■ STATED PROBLEM: Copy exactly, and only, the lines from the line containing "find the lantana flower cluster" through the last line of the records below, both included.

■ DATA EXTRACT:
========

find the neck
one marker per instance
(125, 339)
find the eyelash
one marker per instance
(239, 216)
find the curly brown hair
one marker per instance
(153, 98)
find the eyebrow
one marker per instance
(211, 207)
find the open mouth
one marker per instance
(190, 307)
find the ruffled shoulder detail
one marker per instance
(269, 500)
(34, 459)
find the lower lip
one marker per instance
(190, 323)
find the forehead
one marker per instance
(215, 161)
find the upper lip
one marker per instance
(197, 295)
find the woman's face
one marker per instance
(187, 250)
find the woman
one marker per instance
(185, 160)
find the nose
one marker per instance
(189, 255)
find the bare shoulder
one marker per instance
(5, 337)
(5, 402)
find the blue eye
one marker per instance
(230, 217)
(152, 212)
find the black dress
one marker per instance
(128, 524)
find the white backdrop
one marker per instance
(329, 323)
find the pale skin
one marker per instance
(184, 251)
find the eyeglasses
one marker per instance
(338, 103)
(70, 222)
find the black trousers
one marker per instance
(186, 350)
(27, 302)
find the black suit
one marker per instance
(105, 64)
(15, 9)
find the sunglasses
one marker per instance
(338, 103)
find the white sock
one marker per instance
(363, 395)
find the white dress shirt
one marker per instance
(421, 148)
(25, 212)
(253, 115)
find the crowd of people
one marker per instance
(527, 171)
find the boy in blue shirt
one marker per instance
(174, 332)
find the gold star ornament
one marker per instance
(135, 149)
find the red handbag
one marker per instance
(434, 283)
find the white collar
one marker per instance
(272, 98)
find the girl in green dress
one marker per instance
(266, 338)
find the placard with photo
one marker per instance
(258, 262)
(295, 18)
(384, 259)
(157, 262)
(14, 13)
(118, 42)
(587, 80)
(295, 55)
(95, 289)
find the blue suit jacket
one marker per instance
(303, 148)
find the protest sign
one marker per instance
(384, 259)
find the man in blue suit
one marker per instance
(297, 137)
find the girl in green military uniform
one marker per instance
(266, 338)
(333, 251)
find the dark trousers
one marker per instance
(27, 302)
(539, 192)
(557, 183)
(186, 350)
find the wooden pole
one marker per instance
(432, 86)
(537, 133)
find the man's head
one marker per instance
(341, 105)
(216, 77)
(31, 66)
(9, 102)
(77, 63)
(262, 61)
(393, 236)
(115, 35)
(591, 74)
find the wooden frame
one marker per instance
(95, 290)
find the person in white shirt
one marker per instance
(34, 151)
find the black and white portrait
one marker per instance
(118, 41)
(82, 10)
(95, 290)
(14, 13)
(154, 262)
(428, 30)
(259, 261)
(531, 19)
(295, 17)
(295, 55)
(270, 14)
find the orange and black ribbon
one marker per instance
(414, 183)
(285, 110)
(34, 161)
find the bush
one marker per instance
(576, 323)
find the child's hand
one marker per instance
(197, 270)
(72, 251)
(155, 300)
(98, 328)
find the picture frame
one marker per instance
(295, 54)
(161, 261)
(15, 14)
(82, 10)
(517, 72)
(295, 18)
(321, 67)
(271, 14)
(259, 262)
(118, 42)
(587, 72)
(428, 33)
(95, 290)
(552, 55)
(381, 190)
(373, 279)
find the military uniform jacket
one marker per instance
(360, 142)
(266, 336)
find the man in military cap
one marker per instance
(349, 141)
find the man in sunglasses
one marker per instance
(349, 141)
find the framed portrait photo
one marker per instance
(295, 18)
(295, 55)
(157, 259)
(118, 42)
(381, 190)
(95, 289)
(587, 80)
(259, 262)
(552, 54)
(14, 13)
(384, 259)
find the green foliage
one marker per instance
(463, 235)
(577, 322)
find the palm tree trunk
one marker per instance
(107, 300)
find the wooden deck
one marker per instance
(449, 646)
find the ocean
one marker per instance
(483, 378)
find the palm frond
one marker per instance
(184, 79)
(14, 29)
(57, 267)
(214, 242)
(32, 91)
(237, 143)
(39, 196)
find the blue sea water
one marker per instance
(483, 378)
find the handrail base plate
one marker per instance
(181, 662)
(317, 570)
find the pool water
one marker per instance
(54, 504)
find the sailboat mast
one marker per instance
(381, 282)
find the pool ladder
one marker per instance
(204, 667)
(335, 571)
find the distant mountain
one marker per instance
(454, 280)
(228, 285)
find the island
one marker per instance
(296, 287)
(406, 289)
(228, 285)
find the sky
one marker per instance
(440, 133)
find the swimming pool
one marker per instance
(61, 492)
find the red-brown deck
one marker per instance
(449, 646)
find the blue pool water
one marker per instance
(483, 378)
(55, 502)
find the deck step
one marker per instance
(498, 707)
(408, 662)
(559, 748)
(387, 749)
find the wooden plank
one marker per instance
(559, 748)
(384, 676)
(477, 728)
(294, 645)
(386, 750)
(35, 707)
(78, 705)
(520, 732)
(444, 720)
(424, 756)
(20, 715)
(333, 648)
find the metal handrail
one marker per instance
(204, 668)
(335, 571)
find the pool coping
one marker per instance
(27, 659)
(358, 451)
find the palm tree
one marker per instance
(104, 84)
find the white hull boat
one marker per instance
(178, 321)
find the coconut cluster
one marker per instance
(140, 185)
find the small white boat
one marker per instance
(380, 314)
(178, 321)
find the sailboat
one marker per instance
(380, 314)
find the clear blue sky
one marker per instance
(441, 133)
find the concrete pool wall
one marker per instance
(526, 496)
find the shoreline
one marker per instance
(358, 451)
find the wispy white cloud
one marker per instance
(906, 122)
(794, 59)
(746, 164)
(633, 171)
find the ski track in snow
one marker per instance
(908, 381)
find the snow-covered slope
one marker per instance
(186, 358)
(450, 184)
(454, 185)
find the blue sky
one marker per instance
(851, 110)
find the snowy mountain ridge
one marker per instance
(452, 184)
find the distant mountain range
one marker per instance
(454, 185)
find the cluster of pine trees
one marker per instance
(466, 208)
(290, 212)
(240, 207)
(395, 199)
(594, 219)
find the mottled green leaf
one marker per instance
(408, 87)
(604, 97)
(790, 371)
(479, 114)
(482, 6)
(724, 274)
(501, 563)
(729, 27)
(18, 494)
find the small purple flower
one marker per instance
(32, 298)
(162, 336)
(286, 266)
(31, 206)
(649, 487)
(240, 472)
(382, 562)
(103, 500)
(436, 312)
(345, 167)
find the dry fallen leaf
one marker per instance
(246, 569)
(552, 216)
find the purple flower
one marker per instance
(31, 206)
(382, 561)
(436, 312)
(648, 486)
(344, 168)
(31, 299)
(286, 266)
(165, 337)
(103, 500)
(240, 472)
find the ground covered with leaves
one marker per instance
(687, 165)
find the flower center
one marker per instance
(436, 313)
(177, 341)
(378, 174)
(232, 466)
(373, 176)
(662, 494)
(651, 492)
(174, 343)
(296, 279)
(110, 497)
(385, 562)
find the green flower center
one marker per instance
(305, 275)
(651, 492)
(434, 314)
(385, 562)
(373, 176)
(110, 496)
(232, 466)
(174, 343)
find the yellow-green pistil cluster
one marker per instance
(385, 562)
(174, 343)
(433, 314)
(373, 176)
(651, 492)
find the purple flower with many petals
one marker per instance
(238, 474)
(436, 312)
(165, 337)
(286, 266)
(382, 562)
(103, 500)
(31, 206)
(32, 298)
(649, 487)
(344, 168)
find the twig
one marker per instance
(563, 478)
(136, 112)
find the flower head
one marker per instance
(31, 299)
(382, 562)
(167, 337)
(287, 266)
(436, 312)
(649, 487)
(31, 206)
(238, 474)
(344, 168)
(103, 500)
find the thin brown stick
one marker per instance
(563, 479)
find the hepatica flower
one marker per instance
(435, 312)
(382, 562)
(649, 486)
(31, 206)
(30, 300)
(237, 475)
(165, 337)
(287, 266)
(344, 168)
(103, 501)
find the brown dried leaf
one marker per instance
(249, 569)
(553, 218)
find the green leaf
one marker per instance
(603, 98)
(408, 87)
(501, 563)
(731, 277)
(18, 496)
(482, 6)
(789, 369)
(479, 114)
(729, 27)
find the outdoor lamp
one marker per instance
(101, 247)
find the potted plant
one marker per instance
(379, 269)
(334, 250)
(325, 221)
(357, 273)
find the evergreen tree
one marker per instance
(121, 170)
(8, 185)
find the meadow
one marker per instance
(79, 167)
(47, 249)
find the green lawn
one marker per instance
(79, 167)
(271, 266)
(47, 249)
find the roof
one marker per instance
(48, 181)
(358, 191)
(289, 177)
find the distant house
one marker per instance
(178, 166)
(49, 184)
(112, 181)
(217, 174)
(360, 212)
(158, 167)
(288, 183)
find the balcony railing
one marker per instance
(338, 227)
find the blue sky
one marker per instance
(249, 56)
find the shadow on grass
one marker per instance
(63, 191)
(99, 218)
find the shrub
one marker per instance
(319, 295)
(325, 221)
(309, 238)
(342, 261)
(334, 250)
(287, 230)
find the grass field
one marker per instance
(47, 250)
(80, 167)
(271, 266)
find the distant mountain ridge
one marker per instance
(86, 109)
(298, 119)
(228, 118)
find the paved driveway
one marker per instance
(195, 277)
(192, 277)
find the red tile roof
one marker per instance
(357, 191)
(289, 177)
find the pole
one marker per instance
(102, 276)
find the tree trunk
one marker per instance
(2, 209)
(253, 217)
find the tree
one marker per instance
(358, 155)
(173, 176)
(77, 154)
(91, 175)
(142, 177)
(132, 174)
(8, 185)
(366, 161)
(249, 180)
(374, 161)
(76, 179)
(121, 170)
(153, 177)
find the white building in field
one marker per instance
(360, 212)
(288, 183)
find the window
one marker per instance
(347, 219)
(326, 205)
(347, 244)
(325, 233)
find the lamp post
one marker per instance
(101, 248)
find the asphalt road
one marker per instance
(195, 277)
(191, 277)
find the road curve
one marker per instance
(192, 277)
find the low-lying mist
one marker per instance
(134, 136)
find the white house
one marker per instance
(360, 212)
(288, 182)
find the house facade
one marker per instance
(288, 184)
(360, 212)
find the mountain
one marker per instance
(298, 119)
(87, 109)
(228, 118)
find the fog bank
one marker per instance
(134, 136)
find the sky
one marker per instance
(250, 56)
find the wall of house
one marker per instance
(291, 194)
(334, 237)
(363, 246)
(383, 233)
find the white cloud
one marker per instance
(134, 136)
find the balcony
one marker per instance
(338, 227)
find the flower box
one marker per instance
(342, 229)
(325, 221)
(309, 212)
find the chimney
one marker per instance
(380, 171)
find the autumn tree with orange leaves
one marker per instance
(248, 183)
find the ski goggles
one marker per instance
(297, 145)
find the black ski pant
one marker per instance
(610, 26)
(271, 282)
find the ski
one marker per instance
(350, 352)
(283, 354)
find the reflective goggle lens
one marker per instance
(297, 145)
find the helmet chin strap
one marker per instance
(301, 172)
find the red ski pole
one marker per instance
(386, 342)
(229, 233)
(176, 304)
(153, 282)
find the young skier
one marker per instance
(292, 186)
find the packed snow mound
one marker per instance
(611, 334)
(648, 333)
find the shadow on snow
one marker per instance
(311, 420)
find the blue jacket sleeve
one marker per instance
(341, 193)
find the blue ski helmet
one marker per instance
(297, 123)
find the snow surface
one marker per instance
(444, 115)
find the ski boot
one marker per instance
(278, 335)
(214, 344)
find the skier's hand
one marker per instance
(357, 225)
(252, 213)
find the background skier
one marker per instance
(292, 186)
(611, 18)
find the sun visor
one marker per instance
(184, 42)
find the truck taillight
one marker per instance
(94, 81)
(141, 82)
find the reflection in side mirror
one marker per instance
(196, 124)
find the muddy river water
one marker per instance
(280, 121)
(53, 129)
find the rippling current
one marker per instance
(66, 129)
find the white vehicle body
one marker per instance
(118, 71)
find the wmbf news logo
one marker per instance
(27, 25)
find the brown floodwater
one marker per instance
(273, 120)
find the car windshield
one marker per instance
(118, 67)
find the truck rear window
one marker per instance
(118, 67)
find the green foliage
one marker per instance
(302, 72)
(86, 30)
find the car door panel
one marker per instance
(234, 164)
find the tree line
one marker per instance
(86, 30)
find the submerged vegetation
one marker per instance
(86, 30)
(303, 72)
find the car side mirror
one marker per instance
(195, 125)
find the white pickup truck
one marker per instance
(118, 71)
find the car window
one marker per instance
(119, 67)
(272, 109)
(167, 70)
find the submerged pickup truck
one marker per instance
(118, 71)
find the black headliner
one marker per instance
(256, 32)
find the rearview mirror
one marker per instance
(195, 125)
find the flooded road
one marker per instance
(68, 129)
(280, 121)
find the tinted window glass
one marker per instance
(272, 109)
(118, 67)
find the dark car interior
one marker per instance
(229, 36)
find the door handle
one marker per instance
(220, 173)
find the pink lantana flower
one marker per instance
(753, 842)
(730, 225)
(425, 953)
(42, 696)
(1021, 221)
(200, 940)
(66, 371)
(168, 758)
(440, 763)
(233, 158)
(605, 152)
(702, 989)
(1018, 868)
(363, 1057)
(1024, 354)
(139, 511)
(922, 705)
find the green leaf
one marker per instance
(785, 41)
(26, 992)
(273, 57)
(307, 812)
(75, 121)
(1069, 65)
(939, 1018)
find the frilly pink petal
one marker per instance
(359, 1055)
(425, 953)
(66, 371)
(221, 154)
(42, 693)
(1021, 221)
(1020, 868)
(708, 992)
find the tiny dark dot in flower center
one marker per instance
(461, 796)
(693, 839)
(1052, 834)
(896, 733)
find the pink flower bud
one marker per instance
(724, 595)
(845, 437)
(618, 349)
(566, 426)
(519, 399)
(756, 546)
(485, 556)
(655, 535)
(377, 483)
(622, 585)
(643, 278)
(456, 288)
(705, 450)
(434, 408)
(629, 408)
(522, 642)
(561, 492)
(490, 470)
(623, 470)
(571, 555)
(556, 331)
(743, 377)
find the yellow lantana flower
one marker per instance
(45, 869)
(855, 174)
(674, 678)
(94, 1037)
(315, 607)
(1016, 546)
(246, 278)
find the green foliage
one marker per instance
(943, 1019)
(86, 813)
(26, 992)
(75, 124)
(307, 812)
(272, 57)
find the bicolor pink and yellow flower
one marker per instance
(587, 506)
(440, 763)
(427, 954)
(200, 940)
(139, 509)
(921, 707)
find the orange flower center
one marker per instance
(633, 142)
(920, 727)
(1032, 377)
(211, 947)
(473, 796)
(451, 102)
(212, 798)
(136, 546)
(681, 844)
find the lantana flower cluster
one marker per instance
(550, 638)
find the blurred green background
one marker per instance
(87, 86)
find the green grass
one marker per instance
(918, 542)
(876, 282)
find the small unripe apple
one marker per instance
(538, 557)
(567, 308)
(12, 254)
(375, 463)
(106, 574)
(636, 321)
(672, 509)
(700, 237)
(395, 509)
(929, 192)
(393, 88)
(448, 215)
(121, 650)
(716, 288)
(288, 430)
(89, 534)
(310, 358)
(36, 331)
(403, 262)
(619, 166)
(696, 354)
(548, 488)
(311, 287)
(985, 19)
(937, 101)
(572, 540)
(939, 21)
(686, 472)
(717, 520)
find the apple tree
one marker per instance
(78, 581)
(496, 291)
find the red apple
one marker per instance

========

■ EXERCISE RESULT:
find the lantana flower cluster
one marker per instance
(550, 638)
find the blurred green background
one marker per instance
(87, 86)
find the green grass
one marker per instance
(918, 542)
(876, 282)
find the small unripe apple
one marker per instance
(538, 557)
(567, 308)
(12, 254)
(375, 463)
(106, 574)
(636, 321)
(672, 509)
(700, 237)
(395, 509)
(929, 192)
(393, 88)
(448, 215)
(121, 650)
(716, 288)
(288, 430)
(89, 534)
(310, 358)
(36, 331)
(403, 262)
(619, 166)
(696, 354)
(548, 488)
(311, 287)
(985, 19)
(937, 101)
(572, 540)
(939, 21)
(686, 472)
(717, 520)
find the apple tree
one marker per instance
(78, 581)
(496, 291)
find the red apple
one marker per instance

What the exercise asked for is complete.